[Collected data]
——

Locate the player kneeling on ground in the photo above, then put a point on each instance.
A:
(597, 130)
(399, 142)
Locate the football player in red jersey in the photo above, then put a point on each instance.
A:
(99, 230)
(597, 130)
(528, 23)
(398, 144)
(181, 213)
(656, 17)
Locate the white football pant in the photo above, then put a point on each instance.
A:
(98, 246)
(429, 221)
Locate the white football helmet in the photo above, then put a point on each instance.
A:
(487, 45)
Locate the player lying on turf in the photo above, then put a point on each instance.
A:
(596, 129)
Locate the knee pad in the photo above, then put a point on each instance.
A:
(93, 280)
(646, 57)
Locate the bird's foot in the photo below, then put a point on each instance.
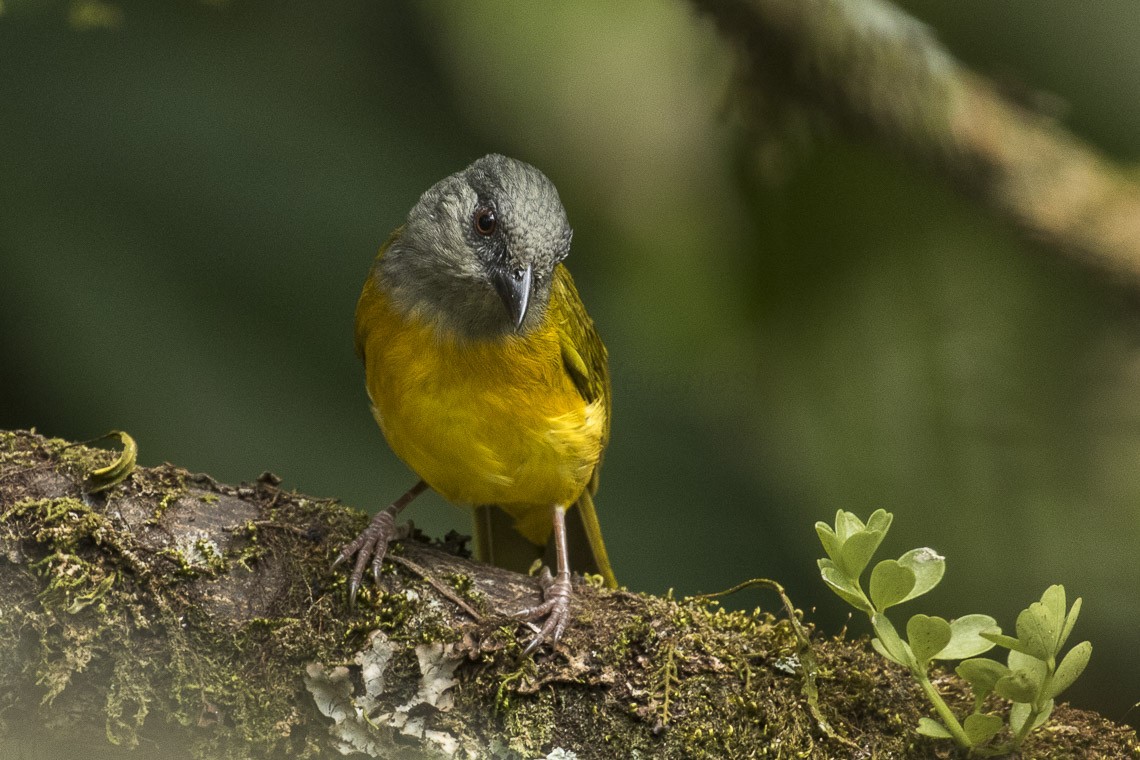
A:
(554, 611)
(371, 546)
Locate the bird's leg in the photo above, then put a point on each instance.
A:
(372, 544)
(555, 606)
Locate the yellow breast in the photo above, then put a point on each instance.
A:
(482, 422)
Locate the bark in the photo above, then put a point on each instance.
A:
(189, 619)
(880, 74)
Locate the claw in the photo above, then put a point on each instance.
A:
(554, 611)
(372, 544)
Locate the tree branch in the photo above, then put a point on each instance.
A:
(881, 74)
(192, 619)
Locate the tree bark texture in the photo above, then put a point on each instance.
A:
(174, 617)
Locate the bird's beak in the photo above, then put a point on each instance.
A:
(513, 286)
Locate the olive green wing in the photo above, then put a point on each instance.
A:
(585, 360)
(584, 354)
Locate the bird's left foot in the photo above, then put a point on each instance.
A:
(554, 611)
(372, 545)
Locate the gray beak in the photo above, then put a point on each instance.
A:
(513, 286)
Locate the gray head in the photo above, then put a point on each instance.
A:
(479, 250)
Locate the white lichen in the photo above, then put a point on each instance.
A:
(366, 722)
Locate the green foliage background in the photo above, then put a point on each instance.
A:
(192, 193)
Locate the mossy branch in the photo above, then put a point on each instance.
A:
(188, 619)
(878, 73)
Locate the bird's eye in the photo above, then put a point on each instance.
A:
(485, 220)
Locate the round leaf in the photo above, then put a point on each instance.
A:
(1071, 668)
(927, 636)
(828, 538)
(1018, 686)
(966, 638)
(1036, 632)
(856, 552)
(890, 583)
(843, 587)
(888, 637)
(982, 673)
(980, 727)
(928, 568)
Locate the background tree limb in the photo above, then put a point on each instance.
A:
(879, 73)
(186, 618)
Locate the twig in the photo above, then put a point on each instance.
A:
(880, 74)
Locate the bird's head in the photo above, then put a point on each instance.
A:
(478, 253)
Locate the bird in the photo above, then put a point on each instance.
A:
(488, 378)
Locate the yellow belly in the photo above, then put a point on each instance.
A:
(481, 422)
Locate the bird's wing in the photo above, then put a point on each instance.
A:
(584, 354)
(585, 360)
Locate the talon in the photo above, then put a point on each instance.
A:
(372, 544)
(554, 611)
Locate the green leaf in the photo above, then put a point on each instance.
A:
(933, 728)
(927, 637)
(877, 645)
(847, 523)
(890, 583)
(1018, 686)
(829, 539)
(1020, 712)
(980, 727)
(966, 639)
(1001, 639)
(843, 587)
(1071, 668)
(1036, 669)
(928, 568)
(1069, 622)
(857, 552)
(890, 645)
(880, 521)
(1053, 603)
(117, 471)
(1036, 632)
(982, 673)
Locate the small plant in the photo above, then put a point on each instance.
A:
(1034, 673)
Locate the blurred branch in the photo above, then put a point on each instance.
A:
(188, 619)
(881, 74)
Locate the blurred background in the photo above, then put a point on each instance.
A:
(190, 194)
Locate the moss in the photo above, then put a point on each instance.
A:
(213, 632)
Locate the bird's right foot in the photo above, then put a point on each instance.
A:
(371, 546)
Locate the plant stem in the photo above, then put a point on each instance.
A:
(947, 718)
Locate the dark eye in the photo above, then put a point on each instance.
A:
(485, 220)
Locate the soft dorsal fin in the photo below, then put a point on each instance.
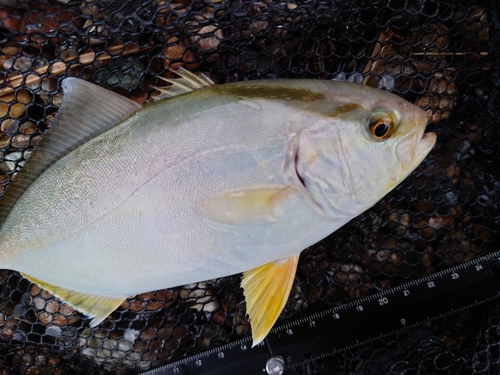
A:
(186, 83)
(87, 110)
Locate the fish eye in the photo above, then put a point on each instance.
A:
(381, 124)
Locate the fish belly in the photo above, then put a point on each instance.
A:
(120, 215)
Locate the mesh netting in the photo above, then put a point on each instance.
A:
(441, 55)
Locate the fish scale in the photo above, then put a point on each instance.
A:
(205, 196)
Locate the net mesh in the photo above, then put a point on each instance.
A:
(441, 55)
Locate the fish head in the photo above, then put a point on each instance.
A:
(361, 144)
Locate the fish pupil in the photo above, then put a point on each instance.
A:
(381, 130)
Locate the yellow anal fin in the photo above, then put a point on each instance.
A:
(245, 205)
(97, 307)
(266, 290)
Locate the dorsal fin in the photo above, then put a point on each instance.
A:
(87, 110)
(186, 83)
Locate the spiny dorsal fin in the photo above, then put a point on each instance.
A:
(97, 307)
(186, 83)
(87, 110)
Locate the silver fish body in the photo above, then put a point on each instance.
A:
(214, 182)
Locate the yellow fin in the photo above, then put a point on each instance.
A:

——

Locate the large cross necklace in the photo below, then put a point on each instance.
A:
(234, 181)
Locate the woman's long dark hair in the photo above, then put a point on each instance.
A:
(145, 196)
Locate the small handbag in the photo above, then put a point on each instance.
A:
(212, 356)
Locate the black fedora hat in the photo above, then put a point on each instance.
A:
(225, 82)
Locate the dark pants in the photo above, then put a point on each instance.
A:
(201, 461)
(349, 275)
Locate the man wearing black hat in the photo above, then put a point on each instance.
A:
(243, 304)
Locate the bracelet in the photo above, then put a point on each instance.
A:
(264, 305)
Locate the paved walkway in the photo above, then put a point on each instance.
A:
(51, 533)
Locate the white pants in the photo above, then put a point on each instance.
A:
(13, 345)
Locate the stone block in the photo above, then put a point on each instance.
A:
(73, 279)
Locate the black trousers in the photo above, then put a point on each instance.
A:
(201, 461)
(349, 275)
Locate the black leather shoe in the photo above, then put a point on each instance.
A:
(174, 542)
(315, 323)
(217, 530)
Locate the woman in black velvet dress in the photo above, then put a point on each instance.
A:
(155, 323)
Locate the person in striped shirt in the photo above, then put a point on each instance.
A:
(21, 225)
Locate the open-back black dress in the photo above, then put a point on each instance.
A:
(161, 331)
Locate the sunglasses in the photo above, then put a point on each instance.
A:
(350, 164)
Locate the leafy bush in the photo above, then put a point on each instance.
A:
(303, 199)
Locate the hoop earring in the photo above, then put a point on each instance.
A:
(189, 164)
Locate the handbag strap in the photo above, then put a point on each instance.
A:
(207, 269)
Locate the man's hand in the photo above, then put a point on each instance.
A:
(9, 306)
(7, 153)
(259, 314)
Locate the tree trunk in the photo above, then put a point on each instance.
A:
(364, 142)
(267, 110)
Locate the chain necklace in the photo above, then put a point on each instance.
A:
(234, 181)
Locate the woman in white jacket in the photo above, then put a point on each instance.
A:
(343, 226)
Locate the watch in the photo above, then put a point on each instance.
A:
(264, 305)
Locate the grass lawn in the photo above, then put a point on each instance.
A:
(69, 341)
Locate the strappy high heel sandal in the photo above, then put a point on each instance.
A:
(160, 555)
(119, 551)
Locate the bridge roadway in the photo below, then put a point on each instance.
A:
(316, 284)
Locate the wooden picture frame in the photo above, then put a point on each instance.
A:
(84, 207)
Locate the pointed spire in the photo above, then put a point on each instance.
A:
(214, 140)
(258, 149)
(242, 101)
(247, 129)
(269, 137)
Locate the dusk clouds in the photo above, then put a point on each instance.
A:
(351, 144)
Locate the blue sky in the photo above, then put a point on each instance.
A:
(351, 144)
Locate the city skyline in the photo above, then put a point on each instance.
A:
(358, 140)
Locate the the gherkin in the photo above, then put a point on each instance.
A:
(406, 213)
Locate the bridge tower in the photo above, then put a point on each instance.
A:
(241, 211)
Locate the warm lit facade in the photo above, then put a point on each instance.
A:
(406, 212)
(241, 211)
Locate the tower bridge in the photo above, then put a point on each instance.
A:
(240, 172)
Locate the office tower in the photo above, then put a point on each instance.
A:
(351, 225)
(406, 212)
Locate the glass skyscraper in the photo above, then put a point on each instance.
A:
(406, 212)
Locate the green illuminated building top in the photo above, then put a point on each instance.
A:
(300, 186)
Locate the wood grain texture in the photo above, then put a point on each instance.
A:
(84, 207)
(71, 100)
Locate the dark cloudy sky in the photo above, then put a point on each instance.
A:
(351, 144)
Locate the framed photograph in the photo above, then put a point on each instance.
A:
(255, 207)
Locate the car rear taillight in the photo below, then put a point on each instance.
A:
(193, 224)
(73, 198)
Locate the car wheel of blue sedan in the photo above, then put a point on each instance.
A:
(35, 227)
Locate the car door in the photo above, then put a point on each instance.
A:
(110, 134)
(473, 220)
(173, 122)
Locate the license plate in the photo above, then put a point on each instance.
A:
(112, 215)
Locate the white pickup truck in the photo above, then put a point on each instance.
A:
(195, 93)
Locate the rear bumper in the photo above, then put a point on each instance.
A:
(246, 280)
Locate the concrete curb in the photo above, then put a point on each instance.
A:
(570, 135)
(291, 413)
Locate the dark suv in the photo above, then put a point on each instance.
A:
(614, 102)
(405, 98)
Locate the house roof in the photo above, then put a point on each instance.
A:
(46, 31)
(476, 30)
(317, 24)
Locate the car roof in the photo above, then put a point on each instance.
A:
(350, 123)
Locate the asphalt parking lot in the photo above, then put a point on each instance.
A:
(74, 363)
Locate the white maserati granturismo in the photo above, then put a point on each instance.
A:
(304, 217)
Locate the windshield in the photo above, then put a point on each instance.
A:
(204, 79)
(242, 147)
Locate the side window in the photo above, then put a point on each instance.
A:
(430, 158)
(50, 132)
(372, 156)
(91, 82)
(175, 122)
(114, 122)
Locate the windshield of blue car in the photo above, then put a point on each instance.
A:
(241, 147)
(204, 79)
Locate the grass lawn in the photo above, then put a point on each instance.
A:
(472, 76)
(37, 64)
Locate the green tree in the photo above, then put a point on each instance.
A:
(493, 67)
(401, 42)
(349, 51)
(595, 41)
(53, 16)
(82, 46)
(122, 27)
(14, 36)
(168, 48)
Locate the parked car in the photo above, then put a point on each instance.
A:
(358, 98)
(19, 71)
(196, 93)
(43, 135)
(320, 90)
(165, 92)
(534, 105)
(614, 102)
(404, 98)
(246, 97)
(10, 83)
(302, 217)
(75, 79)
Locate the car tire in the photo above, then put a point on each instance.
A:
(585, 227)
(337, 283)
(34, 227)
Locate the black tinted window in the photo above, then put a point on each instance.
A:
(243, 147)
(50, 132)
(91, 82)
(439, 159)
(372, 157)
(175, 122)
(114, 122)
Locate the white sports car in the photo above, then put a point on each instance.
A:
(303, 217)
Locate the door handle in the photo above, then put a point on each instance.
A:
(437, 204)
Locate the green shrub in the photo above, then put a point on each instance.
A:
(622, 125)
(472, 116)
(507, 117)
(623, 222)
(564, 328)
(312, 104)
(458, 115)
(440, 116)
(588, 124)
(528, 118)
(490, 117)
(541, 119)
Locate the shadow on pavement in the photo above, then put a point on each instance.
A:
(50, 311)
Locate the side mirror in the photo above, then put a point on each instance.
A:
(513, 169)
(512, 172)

——

Problem details: Within the entries above, give again exactly the lines starting at the one that contains "Locate the knee" and ending at the one that contains "Locate the olive", leaving out the pictures.

Expected answer:
Locate the knee pad in the photo above, then put a point on each instance.
A:
(93, 280)
(646, 57)
Locate the bird's foot in the photo below, then put a point on each instance.
A:
(554, 611)
(371, 546)
Locate the bird's leg in the photo above, then put a point on each instance.
A:
(372, 544)
(555, 606)
Locate the yellow breast in the photo above, then put a point on each instance.
A:
(482, 422)
Locate the bark in the photo above, then put a point on each instance.
A:
(189, 619)
(880, 74)
Locate the claw in the photo above, then put a point on each instance.
A:
(554, 611)
(372, 544)
Locate the tree branch in the photo above, then put a point on each instance.
A:
(881, 74)
(192, 619)
Locate the tree bark texture in the photo above, then put a point on each instance.
A:
(174, 617)
Locate the bird's beak in the photo above, then put a point on each instance.
A:
(513, 286)
Locate the olive green wing in the photo above, then put a point on each instance.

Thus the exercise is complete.